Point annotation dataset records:

┄┄┄┄┄┄

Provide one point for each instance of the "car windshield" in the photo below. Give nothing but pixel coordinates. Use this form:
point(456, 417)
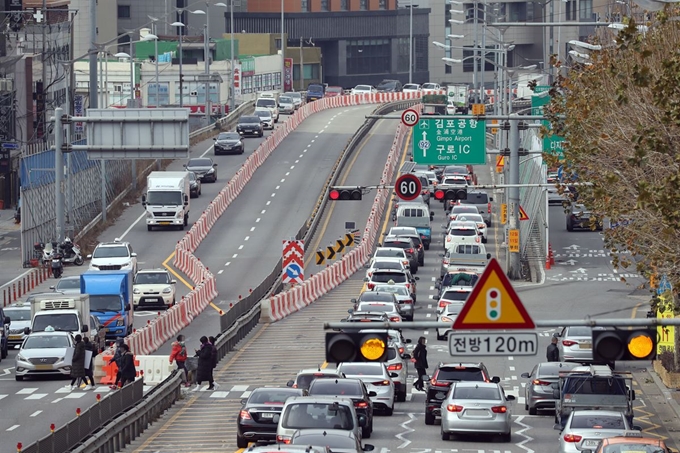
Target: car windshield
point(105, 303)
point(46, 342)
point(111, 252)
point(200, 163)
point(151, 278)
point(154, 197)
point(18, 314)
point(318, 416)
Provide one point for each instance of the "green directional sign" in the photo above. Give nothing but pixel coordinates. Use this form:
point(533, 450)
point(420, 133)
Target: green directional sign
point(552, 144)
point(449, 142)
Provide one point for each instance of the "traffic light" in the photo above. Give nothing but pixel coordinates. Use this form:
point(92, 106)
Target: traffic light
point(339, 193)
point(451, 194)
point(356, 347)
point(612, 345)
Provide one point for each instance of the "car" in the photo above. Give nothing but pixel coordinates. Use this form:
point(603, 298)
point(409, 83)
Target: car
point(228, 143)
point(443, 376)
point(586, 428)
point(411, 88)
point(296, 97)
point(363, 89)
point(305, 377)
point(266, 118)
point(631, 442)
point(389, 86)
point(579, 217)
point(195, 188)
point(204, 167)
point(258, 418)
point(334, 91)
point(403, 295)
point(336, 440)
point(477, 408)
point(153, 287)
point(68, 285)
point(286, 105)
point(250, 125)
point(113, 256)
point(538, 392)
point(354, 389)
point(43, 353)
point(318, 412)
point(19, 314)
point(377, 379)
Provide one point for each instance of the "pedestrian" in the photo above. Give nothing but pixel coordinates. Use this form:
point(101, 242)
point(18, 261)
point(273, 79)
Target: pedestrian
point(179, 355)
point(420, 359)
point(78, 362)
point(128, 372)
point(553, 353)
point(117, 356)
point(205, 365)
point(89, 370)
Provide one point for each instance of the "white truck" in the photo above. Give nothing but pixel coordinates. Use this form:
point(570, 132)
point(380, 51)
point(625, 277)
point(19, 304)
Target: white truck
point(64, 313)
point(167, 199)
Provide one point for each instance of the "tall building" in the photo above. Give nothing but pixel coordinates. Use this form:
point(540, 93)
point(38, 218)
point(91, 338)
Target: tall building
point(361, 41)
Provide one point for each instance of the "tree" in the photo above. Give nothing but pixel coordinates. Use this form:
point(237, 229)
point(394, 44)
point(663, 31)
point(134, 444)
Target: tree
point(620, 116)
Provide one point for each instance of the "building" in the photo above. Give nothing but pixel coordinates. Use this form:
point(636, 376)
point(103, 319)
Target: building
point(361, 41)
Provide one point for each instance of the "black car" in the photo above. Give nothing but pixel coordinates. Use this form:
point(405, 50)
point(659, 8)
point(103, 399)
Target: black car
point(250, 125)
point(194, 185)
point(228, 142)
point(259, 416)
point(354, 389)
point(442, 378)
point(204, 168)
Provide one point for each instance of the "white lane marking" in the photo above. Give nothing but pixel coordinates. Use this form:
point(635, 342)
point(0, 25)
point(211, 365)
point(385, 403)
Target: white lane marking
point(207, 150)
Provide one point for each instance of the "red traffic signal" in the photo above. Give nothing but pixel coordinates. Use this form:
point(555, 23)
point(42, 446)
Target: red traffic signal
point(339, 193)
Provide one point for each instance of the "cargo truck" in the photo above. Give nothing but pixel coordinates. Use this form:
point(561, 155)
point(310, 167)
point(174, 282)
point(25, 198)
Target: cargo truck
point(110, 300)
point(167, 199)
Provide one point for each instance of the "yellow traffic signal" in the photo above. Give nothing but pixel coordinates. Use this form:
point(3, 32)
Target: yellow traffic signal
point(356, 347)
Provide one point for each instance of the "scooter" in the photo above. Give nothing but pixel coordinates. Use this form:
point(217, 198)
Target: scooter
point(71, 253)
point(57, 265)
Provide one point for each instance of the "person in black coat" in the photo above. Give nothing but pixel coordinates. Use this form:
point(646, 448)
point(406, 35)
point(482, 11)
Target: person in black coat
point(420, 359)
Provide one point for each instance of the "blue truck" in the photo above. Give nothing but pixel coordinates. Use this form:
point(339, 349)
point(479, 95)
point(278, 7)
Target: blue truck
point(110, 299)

┄┄┄┄┄┄

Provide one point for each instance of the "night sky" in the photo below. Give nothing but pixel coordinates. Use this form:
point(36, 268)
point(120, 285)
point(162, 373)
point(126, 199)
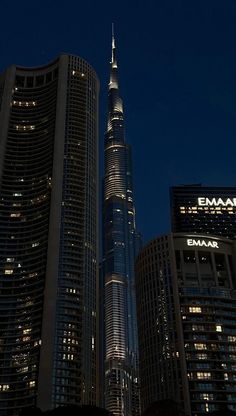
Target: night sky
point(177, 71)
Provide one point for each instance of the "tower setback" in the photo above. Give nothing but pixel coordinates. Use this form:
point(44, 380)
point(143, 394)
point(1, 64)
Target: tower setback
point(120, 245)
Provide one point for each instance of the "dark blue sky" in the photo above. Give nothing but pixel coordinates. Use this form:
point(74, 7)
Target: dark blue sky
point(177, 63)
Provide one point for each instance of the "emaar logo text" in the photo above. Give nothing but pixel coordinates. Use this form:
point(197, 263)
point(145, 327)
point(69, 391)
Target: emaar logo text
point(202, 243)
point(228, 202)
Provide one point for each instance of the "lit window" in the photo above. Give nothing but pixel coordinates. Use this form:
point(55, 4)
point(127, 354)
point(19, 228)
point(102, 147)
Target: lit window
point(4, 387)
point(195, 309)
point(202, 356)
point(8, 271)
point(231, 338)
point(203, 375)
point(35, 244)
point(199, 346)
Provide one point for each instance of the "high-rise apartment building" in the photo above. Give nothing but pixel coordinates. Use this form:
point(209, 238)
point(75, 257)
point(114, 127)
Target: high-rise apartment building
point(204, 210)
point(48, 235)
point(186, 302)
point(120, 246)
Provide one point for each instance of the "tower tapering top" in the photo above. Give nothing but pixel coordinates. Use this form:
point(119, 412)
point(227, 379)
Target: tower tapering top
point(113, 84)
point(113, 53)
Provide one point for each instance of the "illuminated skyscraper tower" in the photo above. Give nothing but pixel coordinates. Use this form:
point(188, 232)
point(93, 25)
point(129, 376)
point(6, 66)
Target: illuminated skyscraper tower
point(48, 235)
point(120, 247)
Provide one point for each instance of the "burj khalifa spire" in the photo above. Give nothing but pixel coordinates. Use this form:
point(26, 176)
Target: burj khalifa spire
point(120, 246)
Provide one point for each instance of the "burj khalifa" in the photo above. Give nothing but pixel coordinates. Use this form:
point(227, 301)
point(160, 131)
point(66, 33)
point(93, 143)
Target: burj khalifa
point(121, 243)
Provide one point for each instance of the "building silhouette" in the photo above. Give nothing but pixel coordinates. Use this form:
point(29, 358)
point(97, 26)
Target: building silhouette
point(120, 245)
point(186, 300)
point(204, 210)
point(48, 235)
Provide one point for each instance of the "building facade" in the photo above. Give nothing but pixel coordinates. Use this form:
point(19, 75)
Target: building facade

┄┄┄┄┄┄

DIRECTIONS: Report every line above that contains the string "signal", copying each such line in full.

OUTPUT BELOW:
Provide one point for each instance of the "red traffic signal" in the photo above. Give nothing but pixel coordinates. Use this form:
Target: red traffic signal
Provide one point for each instance of the "yellow traffic signal" in the photo above. Give nothing but pixel coordinates. Use this form:
Target: yellow traffic signal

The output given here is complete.